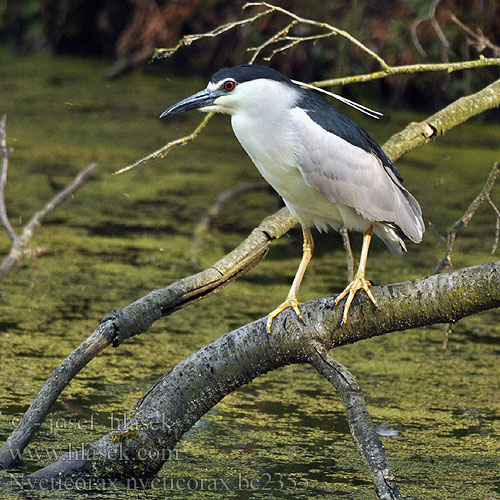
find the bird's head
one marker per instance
(237, 89)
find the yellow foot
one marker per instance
(289, 302)
(359, 282)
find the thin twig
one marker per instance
(410, 68)
(331, 29)
(19, 248)
(189, 39)
(162, 152)
(3, 180)
(202, 229)
(479, 37)
(445, 262)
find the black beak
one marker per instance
(199, 100)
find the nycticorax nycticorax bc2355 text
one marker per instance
(327, 169)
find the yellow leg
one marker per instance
(291, 300)
(359, 282)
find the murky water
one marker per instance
(285, 435)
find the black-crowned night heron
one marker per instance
(327, 169)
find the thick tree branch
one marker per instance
(138, 316)
(182, 396)
(360, 423)
(418, 134)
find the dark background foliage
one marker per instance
(404, 32)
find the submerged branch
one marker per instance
(184, 394)
(138, 316)
(360, 424)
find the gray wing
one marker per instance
(347, 174)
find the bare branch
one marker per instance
(479, 37)
(331, 29)
(19, 248)
(206, 221)
(189, 39)
(184, 394)
(415, 134)
(162, 152)
(497, 225)
(410, 68)
(360, 424)
(3, 180)
(445, 262)
(195, 287)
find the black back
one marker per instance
(317, 108)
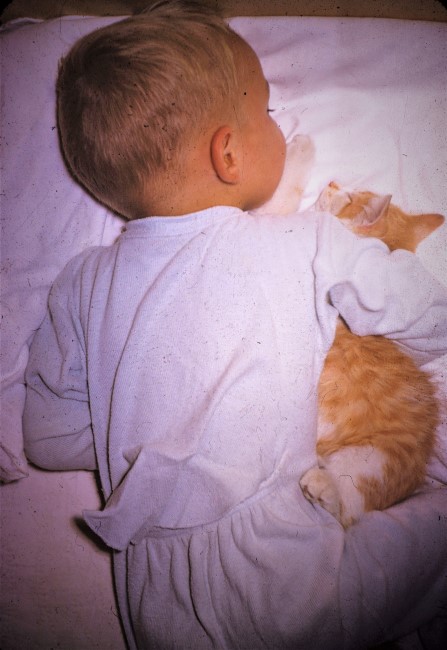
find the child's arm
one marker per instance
(56, 421)
(381, 293)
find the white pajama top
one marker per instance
(183, 363)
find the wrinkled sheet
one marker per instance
(372, 94)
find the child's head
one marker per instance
(136, 97)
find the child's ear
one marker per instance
(224, 155)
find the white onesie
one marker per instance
(183, 364)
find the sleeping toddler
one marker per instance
(182, 362)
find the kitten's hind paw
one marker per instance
(318, 486)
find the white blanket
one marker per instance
(371, 93)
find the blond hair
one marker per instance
(132, 94)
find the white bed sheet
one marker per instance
(372, 93)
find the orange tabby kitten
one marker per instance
(377, 410)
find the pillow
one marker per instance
(372, 94)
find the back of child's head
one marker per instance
(132, 94)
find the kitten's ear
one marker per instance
(332, 199)
(425, 224)
(373, 211)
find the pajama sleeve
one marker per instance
(380, 292)
(57, 422)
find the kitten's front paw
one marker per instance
(319, 487)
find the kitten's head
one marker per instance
(372, 215)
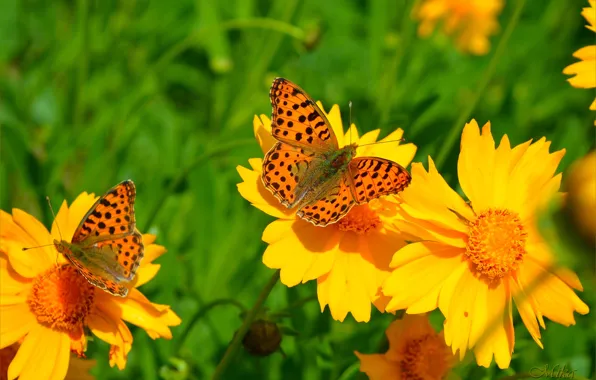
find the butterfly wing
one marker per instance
(111, 215)
(331, 208)
(284, 167)
(106, 248)
(372, 177)
(297, 120)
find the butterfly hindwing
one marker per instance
(372, 177)
(106, 248)
(128, 251)
(297, 120)
(283, 168)
(331, 208)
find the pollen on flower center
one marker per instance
(61, 298)
(424, 358)
(496, 243)
(360, 219)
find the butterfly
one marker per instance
(106, 248)
(307, 170)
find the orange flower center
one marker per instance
(425, 358)
(360, 219)
(496, 243)
(61, 299)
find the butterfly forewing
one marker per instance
(112, 215)
(283, 168)
(296, 119)
(308, 170)
(106, 248)
(372, 177)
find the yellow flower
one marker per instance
(349, 259)
(471, 21)
(78, 369)
(473, 259)
(47, 304)
(416, 351)
(584, 72)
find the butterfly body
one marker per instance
(308, 170)
(324, 174)
(106, 248)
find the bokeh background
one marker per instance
(164, 93)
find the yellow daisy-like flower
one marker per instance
(584, 72)
(416, 351)
(47, 304)
(474, 258)
(349, 259)
(471, 22)
(78, 369)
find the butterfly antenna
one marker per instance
(37, 246)
(54, 215)
(384, 142)
(350, 126)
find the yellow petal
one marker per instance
(476, 165)
(137, 310)
(301, 252)
(427, 265)
(152, 251)
(368, 137)
(114, 331)
(431, 196)
(525, 307)
(342, 295)
(11, 282)
(460, 313)
(69, 218)
(145, 273)
(498, 338)
(15, 322)
(554, 298)
(334, 117)
(44, 354)
(24, 231)
(378, 367)
(262, 130)
(277, 229)
(583, 71)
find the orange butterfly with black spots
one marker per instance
(307, 169)
(106, 248)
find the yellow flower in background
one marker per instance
(349, 259)
(416, 351)
(470, 22)
(47, 304)
(78, 369)
(581, 197)
(584, 72)
(473, 259)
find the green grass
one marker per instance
(95, 92)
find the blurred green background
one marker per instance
(164, 93)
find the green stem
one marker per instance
(221, 148)
(83, 62)
(250, 23)
(200, 314)
(407, 32)
(250, 317)
(486, 78)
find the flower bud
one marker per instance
(262, 339)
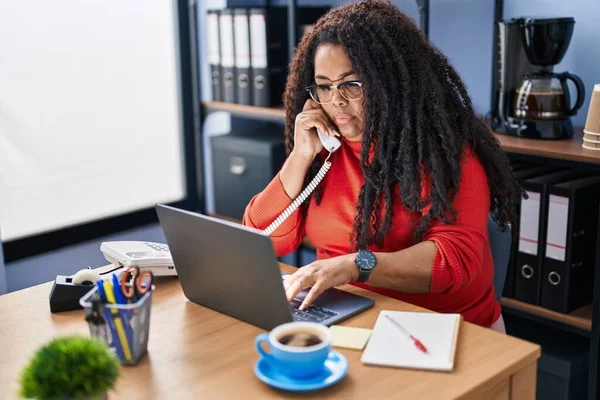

● ● ●

● **The request**
Reproduce the records word for word, starting at the line that contains "find the yellow petal" and ending at the end of the records. Leave the pictures out of your copy.

● **Reply**
find the yellow petal
one marker per instance
(476, 165)
(137, 310)
(301, 252)
(427, 265)
(152, 251)
(368, 137)
(114, 331)
(431, 196)
(525, 307)
(342, 295)
(11, 282)
(460, 313)
(69, 218)
(145, 273)
(498, 338)
(15, 322)
(554, 298)
(334, 117)
(44, 354)
(24, 231)
(378, 367)
(262, 130)
(277, 229)
(583, 71)
find the orange butterfly with black spots
one marker per instance
(307, 169)
(106, 248)
find the yellow flower in background
one marker per instance
(349, 259)
(416, 351)
(470, 22)
(47, 304)
(78, 369)
(581, 197)
(584, 72)
(473, 259)
find the green grass
one marker per instance
(95, 92)
find the blurred green background
one marker per instance
(164, 93)
find the green stem
one marker per instance
(221, 148)
(83, 62)
(250, 23)
(200, 314)
(407, 32)
(250, 317)
(486, 78)
find the flower bud
one marker per instance
(262, 339)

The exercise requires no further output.